── RECORDS ──

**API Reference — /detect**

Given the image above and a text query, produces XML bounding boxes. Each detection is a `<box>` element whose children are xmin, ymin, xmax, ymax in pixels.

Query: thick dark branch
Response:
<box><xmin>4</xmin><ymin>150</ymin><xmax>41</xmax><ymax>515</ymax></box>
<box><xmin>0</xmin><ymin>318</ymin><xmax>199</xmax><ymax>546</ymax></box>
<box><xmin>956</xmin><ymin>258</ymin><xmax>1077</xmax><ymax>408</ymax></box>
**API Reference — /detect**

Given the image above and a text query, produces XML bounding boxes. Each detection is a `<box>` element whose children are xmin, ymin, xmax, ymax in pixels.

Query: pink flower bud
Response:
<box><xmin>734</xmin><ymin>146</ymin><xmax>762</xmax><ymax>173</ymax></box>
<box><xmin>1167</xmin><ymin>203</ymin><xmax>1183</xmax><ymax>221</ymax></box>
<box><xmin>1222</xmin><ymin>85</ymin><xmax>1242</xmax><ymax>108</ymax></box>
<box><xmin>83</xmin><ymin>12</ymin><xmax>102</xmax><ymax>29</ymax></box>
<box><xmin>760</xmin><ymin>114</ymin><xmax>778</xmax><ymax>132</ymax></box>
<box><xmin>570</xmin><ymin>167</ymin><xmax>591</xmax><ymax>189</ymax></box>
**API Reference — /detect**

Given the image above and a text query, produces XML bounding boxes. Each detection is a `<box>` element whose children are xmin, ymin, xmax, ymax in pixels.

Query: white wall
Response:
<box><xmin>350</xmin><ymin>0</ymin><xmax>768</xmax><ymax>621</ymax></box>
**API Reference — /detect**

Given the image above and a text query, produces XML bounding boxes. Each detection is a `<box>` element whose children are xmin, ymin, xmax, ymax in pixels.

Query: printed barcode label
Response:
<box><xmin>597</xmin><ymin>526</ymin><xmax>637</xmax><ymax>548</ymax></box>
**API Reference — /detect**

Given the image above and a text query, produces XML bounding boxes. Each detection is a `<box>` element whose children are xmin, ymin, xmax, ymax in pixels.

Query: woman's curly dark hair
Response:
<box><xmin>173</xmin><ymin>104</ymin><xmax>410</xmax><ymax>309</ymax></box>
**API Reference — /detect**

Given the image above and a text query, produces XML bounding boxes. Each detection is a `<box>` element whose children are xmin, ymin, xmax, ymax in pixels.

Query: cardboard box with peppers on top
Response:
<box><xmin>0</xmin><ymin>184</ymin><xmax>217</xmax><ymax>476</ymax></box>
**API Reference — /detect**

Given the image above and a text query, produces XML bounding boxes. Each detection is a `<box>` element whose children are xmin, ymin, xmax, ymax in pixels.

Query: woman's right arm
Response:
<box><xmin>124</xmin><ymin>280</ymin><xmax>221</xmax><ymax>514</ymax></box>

───

* _WHAT TO PRODUCE_
What is the number of lines in the listing above that hold "dark"? Respond with that number and nothing else.

* _EXPECTED OUTPUT_
2